**EXERCISE GOAL:**
Which lines of the listing hold the string "concrete"? Show each of them.

**TASK MATERIAL:**

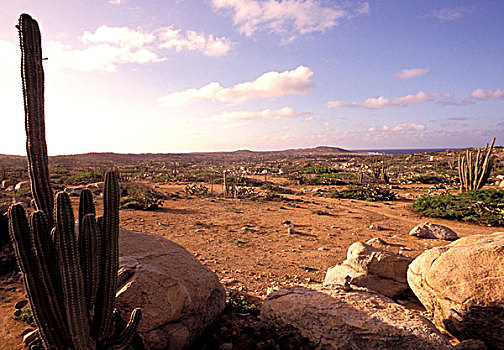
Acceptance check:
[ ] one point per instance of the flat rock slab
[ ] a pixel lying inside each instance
(323, 318)
(373, 268)
(433, 231)
(462, 284)
(179, 296)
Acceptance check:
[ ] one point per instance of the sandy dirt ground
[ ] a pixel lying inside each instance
(247, 245)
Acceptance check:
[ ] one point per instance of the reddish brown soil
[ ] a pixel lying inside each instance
(245, 243)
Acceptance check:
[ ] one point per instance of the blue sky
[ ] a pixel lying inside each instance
(206, 75)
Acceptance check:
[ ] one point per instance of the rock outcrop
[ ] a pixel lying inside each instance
(179, 296)
(372, 268)
(323, 318)
(462, 284)
(433, 231)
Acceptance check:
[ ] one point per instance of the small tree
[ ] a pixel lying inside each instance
(474, 169)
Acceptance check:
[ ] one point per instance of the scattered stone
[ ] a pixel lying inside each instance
(471, 344)
(21, 304)
(377, 241)
(462, 285)
(29, 337)
(433, 231)
(6, 184)
(226, 281)
(323, 318)
(26, 330)
(226, 346)
(22, 185)
(179, 296)
(291, 231)
(370, 267)
(376, 227)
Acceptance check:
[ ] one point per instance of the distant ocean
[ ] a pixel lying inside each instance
(403, 151)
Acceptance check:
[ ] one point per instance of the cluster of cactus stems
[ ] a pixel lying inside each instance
(70, 282)
(381, 173)
(474, 170)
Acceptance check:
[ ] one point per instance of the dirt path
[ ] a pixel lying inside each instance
(245, 243)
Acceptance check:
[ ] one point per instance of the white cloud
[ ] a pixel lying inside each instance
(406, 127)
(107, 47)
(119, 36)
(398, 128)
(282, 113)
(485, 95)
(288, 18)
(412, 73)
(270, 84)
(383, 102)
(102, 57)
(193, 41)
(448, 14)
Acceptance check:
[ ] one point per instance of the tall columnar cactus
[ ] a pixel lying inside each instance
(32, 74)
(70, 283)
(474, 170)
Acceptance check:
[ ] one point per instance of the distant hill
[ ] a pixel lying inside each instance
(228, 156)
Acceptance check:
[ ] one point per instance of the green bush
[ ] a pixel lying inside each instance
(140, 197)
(480, 206)
(370, 193)
(237, 302)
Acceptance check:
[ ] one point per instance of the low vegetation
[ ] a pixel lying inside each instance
(140, 197)
(372, 193)
(481, 206)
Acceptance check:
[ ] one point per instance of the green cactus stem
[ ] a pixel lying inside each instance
(474, 170)
(70, 282)
(32, 74)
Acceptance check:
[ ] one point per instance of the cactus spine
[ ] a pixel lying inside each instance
(70, 283)
(474, 171)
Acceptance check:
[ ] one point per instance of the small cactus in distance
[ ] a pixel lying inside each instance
(474, 170)
(70, 283)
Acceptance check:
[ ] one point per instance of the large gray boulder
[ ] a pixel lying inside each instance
(323, 318)
(433, 231)
(179, 296)
(373, 268)
(462, 285)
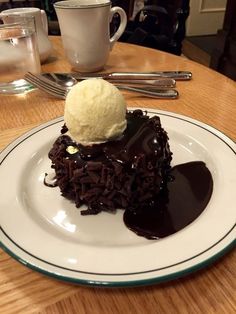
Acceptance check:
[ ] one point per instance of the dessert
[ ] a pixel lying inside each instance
(109, 158)
(125, 171)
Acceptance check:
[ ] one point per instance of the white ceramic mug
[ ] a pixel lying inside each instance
(85, 31)
(41, 23)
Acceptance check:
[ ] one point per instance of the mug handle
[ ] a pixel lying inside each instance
(44, 21)
(122, 26)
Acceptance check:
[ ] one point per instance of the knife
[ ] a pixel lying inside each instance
(176, 75)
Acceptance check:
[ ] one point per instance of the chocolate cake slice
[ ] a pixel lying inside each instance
(125, 173)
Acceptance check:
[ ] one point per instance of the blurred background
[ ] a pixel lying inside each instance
(201, 30)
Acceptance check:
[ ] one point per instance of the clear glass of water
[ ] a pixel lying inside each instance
(18, 53)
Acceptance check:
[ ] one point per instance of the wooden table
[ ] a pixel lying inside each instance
(209, 97)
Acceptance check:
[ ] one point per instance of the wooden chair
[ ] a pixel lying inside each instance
(223, 58)
(160, 24)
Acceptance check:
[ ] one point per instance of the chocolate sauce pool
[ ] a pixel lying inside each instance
(177, 205)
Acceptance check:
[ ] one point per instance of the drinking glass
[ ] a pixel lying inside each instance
(19, 53)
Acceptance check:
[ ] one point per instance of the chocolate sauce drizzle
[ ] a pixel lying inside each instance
(178, 204)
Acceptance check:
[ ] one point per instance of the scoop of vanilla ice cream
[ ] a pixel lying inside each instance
(95, 111)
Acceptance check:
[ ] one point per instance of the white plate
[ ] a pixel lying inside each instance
(45, 232)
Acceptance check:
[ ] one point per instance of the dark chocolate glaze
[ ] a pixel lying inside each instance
(178, 204)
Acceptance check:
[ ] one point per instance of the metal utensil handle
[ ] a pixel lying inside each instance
(177, 75)
(165, 93)
(160, 83)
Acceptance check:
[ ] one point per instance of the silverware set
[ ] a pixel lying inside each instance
(150, 84)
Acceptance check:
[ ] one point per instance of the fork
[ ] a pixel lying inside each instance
(59, 91)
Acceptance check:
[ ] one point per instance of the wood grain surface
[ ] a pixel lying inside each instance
(211, 98)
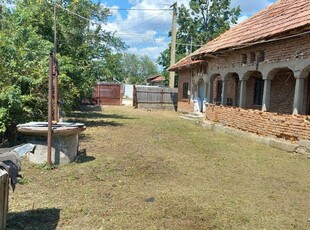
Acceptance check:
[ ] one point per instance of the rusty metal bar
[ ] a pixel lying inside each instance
(50, 95)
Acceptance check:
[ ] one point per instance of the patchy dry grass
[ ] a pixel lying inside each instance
(153, 170)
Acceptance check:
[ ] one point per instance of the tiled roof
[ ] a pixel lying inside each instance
(158, 79)
(280, 17)
(183, 63)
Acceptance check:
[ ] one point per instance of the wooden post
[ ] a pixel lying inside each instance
(173, 43)
(50, 95)
(4, 197)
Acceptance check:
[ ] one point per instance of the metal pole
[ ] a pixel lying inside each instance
(173, 42)
(50, 94)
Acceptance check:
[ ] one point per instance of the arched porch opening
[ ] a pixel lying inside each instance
(282, 91)
(232, 90)
(306, 104)
(216, 85)
(254, 90)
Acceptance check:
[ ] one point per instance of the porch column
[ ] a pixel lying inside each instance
(242, 103)
(224, 92)
(266, 95)
(299, 94)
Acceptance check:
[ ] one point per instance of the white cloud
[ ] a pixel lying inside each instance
(146, 31)
(250, 7)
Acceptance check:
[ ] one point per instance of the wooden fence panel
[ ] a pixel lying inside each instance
(152, 97)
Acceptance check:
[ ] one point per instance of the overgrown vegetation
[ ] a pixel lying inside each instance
(153, 170)
(26, 40)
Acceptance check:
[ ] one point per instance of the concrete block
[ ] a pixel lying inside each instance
(283, 145)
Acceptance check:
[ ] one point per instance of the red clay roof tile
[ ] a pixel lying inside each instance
(278, 18)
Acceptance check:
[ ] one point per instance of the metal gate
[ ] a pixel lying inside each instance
(153, 97)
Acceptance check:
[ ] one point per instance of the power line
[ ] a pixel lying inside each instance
(135, 9)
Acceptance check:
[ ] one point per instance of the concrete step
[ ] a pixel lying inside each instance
(194, 116)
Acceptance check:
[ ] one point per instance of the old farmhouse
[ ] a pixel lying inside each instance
(255, 76)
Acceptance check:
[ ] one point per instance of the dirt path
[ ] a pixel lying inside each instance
(154, 170)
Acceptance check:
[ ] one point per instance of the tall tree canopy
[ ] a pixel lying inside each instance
(128, 68)
(201, 22)
(26, 39)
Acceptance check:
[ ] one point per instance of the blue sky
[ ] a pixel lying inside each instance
(146, 31)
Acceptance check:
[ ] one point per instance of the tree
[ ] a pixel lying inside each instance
(202, 22)
(136, 68)
(26, 39)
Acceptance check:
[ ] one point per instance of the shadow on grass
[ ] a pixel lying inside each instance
(82, 157)
(34, 219)
(95, 119)
(97, 115)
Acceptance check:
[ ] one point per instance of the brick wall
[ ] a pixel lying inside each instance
(184, 77)
(287, 49)
(262, 123)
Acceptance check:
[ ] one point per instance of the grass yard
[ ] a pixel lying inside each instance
(154, 170)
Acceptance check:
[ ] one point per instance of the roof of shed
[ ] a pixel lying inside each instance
(280, 17)
(155, 78)
(185, 62)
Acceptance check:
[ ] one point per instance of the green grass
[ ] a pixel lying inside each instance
(153, 170)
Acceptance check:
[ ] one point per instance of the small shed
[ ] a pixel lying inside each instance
(155, 80)
(107, 94)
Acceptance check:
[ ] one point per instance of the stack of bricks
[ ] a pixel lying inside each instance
(290, 127)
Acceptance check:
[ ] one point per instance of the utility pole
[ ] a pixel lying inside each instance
(55, 66)
(173, 41)
(50, 94)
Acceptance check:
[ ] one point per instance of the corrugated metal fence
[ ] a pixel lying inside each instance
(152, 97)
(107, 94)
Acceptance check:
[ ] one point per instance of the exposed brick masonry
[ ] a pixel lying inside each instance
(289, 127)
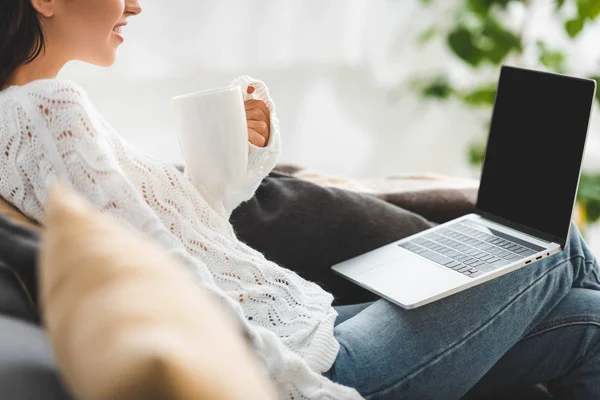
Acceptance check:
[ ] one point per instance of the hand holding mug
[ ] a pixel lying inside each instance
(259, 121)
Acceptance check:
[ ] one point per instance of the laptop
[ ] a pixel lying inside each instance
(525, 201)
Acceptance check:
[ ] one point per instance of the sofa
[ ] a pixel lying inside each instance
(288, 195)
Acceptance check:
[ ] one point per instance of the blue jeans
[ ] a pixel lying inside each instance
(540, 324)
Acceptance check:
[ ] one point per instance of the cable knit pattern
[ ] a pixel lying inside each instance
(49, 129)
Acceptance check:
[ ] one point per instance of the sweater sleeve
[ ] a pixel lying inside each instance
(57, 134)
(261, 161)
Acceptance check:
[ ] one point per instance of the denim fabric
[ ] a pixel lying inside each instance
(540, 324)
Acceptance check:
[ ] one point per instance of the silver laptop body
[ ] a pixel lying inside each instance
(528, 188)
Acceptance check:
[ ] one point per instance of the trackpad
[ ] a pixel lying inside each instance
(411, 279)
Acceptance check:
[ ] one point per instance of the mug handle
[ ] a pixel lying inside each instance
(246, 96)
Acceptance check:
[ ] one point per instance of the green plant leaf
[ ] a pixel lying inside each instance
(588, 9)
(589, 195)
(481, 97)
(439, 88)
(597, 79)
(574, 27)
(461, 42)
(427, 35)
(476, 153)
(502, 40)
(553, 60)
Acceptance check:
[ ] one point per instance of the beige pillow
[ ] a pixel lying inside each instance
(127, 322)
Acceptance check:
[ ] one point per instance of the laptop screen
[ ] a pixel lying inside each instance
(534, 151)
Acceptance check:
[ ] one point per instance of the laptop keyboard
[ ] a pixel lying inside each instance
(466, 250)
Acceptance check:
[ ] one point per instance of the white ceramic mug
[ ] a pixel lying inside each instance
(213, 134)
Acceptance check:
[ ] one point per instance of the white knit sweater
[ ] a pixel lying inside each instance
(49, 128)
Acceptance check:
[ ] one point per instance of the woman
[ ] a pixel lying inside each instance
(540, 324)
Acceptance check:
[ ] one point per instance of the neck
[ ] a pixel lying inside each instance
(43, 66)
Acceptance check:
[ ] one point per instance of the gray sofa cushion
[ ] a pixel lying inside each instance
(27, 367)
(18, 275)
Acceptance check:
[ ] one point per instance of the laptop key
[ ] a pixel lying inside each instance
(476, 274)
(486, 268)
(438, 258)
(500, 263)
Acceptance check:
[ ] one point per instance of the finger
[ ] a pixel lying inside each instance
(259, 126)
(256, 139)
(250, 104)
(256, 114)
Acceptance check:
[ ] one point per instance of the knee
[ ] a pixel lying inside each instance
(576, 245)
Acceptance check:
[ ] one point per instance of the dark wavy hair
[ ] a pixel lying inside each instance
(21, 36)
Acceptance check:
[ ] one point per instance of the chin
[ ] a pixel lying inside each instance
(106, 61)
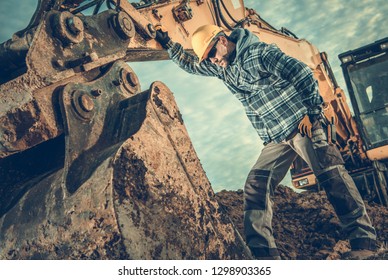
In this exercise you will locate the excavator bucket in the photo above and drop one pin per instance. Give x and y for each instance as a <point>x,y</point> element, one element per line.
<point>131,185</point>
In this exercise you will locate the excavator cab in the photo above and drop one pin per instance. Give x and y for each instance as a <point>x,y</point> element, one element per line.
<point>366,75</point>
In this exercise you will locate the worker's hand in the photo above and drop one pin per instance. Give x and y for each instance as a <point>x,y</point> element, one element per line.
<point>162,36</point>
<point>305,126</point>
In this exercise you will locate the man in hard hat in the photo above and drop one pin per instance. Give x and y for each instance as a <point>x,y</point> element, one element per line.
<point>281,99</point>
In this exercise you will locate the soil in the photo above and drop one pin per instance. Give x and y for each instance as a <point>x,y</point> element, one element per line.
<point>305,225</point>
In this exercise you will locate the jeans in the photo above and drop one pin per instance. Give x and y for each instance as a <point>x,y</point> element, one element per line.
<point>326,162</point>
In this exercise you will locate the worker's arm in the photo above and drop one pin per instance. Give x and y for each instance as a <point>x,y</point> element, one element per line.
<point>271,59</point>
<point>186,60</point>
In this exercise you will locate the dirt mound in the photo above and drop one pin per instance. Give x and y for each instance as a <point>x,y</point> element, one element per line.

**RESULT OF THIS TASK:**
[ ] one point per instance of the concrete block
[ ] one point per instance of the concrete step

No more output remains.